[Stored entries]
☆ ☆ ☆ ☆

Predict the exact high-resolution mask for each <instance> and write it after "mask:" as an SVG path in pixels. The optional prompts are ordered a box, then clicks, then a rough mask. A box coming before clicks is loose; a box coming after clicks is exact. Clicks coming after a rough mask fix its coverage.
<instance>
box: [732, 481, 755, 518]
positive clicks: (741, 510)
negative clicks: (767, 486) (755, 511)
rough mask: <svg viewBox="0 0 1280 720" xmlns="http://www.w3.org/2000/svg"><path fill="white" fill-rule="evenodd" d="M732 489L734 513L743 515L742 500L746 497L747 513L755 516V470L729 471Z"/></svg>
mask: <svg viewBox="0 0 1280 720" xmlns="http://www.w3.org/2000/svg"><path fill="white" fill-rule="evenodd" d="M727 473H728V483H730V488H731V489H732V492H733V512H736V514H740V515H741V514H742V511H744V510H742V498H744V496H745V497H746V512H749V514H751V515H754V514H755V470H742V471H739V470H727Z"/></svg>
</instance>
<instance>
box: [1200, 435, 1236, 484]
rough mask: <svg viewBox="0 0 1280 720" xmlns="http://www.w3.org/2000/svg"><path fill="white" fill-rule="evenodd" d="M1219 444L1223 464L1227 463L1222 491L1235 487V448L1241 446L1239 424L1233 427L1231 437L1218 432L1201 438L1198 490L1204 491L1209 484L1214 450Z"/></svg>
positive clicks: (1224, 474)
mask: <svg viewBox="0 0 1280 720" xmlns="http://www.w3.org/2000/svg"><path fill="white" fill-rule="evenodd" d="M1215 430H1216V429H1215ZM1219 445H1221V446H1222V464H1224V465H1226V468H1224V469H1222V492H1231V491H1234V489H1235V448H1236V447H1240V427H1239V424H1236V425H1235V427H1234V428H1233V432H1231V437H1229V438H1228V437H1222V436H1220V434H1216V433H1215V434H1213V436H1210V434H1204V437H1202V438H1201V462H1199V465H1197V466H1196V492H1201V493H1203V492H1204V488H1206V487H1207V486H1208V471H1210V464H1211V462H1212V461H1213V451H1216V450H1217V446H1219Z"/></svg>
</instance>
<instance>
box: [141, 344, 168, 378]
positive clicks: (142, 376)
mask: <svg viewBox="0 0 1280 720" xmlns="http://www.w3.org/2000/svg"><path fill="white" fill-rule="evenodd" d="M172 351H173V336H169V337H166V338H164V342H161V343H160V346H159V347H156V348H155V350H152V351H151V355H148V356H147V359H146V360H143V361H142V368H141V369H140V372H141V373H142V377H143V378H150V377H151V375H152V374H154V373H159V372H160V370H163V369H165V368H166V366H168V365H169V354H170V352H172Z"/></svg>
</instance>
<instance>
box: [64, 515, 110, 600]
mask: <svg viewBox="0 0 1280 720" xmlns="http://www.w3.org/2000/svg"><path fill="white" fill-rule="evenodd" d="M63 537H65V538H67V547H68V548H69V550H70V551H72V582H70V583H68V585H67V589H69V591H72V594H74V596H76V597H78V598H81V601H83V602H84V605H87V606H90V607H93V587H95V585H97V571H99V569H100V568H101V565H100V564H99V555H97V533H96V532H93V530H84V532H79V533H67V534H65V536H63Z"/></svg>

☆ ☆ ☆ ☆

* _What you need to do_: Reproduce all of the data. Leave every line unchanged.

* _Result of this task_:
Predict the exact high-resolution mask for each <instance> and write it after "mask:" as an SVG path in pixels. The optional prompts are ordered a box, then clicks, then a rough mask. A box coming before clicks is loose; a box coming after clicks is exact. Clicks coming after a rough mask fix its coverage.
<instance>
box: [732, 481, 755, 518]
positive clicks: (741, 510)
negative clicks: (767, 486) (755, 511)
rough mask: <svg viewBox="0 0 1280 720" xmlns="http://www.w3.org/2000/svg"><path fill="white" fill-rule="evenodd" d="M732 489L734 513L743 515L742 500L746 497L747 513L755 516V470L729 471Z"/></svg>
mask: <svg viewBox="0 0 1280 720" xmlns="http://www.w3.org/2000/svg"><path fill="white" fill-rule="evenodd" d="M727 473H728V483H730V488H731V489H732V492H733V512H736V514H740V515H741V514H742V511H744V510H742V498H744V496H745V497H746V512H749V514H751V515H754V514H755V470H742V471H739V470H727Z"/></svg>
</instance>
<instance>
box: [1200, 435, 1236, 484]
rough mask: <svg viewBox="0 0 1280 720" xmlns="http://www.w3.org/2000/svg"><path fill="white" fill-rule="evenodd" d="M1219 444L1223 464L1227 463L1222 491L1235 487V448L1241 446L1239 424L1233 427L1231 437L1218 432L1201 438L1198 490L1204 491L1209 484L1214 450Z"/></svg>
positive clicks: (1224, 474)
mask: <svg viewBox="0 0 1280 720" xmlns="http://www.w3.org/2000/svg"><path fill="white" fill-rule="evenodd" d="M1215 430H1216V429H1215ZM1219 445H1221V446H1222V464H1224V465H1226V468H1224V469H1222V492H1231V491H1234V489H1235V448H1236V447H1240V427H1239V424H1236V425H1235V427H1234V428H1233V432H1231V437H1229V438H1228V437H1222V436H1220V434H1216V433H1215V434H1213V436H1210V434H1204V437H1202V438H1201V462H1199V465H1197V466H1196V492H1201V493H1203V492H1204V488H1206V487H1207V486H1208V471H1210V464H1211V462H1212V461H1213V451H1216V450H1217V446H1219Z"/></svg>
</instance>
<instance>
box: [141, 344, 168, 378]
positive clicks: (142, 376)
mask: <svg viewBox="0 0 1280 720" xmlns="http://www.w3.org/2000/svg"><path fill="white" fill-rule="evenodd" d="M172 351H173V336H169V337H166V338H164V342H161V343H160V346H159V347H156V348H155V350H152V351H151V355H148V356H147V359H146V360H143V361H142V368H141V369H140V372H141V373H142V377H143V378H150V377H151V375H152V374H154V373H159V372H160V370H163V369H165V368H166V366H168V365H169V354H170V352H172Z"/></svg>
</instance>
<instance>
box: [64, 515, 110, 600]
mask: <svg viewBox="0 0 1280 720" xmlns="http://www.w3.org/2000/svg"><path fill="white" fill-rule="evenodd" d="M63 537H65V538H67V547H68V548H69V550H70V551H72V582H70V583H68V585H67V589H69V591H72V594H74V596H76V597H78V598H81V601H83V602H84V605H87V606H90V607H93V587H95V585H97V571H99V569H100V568H101V565H100V564H99V555H97V533H96V532H93V530H84V532H79V533H67V534H65V536H63Z"/></svg>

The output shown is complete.